▶ _Stated goal_
Extend the blog post below on California foreclosure rates, starting right after its final sentence.

▶ _Document segment_
● ● ●
Wednesday, March 10, 2010

Sell My Short Sales

Short Sales, Foreclosures, Real Estate Investing, Real Estate

Do You Believe California Is Better??

Posted by admin On January - 4 - 2010

Los Angeles, California

The numbers don’t lie, and if you think that California real estate is better check out the information below, and you determine for your self.
Every one knows of the hardest hit states in the country through the foreclosure crisis has been California.
California Pre Foreclosures have been consistently high in Los Angeles County, which has 3.08 percent of its households in foreclosure; Orange County has 3.42 percent of families in foreclosure, followed by San Diego at 4.26, San Bernardino with 7.31, and Riverside is still first with 9.27 percent of families in foreclosure.

With Los Angeles Pre Foreclosure down, the outlook for the region is positive you would suspect, as the area has seen foreclosure rates decline on average 25 percent from the November 2008 to November 2009;however we have not seen the eye of the storm as of yet.
The cities with the highest numbers of Notice of Default and Notice of Trustee Sales are Los Angeles (1120), San Diego (1067), Riverside (717), and Corona (505).
● ● ●
▶ _Dataset content_
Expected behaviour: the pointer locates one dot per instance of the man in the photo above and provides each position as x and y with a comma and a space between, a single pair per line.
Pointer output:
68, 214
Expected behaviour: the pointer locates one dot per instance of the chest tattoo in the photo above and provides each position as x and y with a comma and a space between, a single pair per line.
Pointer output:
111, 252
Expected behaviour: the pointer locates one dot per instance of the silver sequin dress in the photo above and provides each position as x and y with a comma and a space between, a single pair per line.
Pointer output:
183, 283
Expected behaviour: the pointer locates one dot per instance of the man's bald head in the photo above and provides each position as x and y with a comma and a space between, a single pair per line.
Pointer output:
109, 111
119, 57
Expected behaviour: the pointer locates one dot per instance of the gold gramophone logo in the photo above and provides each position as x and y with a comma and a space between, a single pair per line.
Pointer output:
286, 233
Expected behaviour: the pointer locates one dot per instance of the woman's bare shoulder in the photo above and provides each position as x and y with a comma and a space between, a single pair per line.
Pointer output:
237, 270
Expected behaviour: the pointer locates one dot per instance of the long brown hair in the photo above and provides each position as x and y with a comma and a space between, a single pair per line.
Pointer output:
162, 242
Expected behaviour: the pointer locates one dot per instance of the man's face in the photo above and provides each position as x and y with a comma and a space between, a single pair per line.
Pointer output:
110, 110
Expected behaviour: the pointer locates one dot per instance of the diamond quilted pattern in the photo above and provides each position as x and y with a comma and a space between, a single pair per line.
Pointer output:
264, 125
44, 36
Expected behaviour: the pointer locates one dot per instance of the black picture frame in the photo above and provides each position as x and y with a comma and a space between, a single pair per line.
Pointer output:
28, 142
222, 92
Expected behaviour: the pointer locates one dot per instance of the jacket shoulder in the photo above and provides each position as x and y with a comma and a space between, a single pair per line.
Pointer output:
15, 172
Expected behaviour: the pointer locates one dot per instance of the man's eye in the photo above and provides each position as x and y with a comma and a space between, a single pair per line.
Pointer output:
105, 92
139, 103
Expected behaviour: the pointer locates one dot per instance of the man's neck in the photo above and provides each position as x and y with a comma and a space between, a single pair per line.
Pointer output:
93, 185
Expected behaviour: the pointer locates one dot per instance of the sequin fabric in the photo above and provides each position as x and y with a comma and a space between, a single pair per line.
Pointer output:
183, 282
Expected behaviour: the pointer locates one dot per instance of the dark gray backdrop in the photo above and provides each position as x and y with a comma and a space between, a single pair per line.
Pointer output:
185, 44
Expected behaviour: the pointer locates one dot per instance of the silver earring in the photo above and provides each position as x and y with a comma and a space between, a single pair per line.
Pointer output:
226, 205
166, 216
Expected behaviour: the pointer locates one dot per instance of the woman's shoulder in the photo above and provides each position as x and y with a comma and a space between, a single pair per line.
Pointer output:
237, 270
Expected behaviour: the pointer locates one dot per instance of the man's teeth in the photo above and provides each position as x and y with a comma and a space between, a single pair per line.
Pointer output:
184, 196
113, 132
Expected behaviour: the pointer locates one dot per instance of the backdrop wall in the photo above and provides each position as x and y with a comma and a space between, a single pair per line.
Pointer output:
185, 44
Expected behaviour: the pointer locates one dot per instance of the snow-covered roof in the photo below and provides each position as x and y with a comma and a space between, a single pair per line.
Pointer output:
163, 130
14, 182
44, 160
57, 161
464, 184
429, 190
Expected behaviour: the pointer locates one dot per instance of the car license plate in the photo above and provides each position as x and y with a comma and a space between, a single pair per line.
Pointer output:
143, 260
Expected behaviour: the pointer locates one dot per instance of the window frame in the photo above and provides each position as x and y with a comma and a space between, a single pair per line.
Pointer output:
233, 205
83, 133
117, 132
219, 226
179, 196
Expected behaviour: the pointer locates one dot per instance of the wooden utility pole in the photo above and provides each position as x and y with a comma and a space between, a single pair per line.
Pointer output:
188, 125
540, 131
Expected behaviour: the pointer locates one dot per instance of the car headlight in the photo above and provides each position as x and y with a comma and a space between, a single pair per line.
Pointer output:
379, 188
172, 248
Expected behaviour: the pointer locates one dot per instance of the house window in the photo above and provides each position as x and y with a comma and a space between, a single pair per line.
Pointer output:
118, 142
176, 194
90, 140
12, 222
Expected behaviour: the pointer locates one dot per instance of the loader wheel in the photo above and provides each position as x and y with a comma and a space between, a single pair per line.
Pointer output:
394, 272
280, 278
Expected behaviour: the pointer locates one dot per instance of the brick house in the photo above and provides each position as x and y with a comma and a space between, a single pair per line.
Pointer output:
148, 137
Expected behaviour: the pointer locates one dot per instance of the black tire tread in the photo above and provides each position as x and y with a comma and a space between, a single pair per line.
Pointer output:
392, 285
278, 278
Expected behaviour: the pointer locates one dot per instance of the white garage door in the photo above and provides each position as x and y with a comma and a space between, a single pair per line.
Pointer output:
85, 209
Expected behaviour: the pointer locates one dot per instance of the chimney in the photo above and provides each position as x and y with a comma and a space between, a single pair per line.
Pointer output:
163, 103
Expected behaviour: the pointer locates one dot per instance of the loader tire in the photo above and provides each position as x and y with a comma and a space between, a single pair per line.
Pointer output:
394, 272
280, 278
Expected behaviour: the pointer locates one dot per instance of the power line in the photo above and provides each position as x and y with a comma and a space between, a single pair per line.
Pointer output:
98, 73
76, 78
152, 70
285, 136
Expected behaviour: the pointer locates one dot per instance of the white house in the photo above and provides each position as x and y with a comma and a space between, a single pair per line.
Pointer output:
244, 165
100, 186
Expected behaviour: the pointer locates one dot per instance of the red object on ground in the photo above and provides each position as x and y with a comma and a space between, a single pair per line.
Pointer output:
● ● ●
▶ _Answer below_
Jeff Coga, a short sale investor in Southern California pulled local data, and it clearly showed over 20,000 notice of defaults, and over 31,000 trust deed sales set between January- March. This is a frightening number as it could even be higher as the holiday Moratorium is now officially over today 1/04/2010.
Bernie Germani, another short sale investor in Southern California said ” that 2010 will be no different than 2009 as far as the real estate market in California. We are still declining, and I don’t care what the media tells you, We Aren’t On A Recovery Road Yet. The option arms that are going to adjust this year, and next year we will see many many new foreclosures, and these are good credit borrowers. Don’t let the media trick you into believing we have the bottom of the market.”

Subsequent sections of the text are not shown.